Raw records -
========
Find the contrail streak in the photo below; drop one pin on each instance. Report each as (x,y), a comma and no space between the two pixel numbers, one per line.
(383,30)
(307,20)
========
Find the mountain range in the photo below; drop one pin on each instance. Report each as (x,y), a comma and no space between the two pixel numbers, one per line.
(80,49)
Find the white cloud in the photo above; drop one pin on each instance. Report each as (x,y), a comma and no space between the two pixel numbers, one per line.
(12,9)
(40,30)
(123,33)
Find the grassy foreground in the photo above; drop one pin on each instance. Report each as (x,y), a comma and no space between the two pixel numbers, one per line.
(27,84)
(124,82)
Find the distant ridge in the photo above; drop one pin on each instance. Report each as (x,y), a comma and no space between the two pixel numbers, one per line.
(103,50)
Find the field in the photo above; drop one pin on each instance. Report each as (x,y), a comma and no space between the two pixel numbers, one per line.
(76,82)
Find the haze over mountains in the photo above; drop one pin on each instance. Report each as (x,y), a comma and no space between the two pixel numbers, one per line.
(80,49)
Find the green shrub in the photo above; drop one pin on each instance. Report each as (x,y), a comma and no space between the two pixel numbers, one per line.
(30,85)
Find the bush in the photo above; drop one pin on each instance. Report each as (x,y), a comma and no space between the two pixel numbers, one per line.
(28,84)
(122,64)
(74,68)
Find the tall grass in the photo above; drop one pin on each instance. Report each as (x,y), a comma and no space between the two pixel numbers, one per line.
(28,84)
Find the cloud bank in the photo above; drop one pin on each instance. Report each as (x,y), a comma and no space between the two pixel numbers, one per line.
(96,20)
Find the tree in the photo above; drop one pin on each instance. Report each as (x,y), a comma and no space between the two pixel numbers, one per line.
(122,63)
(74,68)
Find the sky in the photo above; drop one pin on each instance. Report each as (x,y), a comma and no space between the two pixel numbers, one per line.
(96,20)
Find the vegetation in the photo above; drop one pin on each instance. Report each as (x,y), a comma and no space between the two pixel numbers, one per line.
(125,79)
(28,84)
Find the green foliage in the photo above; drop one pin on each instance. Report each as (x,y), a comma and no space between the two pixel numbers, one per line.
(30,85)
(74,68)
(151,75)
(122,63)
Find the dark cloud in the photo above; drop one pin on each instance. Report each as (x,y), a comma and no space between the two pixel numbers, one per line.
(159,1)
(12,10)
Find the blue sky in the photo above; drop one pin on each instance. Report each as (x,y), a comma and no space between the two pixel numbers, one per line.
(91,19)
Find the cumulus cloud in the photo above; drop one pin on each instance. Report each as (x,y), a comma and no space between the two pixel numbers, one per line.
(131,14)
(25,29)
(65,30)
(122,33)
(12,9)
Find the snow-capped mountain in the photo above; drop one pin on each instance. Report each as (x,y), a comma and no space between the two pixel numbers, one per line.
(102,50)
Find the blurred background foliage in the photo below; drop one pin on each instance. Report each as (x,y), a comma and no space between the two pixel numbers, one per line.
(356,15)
========
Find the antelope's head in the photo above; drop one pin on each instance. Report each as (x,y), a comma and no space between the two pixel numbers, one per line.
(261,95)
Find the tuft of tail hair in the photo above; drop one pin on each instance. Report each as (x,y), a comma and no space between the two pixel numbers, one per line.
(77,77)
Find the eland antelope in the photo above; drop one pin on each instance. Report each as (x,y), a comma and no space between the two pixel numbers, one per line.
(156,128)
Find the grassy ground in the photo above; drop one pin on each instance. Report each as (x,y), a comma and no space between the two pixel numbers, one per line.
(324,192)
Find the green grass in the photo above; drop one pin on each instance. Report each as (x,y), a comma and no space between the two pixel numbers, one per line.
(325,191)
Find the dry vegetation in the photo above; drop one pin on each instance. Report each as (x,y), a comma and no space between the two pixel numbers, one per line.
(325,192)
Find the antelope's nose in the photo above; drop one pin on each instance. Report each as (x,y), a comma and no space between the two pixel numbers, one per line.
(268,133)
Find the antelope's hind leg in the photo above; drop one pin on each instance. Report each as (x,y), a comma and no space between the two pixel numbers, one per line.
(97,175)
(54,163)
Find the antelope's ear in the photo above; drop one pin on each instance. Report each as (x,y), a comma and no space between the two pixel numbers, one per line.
========
What the task asks -
Please reproduce the items from the line with "Find the green grass" to the line with "Find the antelope's ear", substituting "place a single marker" for "drop one pin" and leaving all else unchanged.

Reply to the exercise -
Find the green grass in the photo above; place a single marker on each instance. Report each as (x,y), a comma and no space between the two pixel numbers, one per line.
(325,191)
Find the dry vegetation in the photo above; place a single marker on each instance. Report each as (x,y), a comma and no space between the two pixel numbers, one per line.
(325,192)
Find the antelope's nose in the photo above; place a single marker on each instance. Report each as (x,y), a comma and no space between the two pixel numbers, one per line.
(268,133)
Find the antelope's hind leg in the photo above; place a single marker on each instance. Report each as (x,y), a comma and no space between the two pixel numbers, one per line.
(97,175)
(54,163)
Find the antelope's ear in the photo above; place a single marker on each instance. Report each as (x,y), a comma and no space between the two pixel numbers, one per line.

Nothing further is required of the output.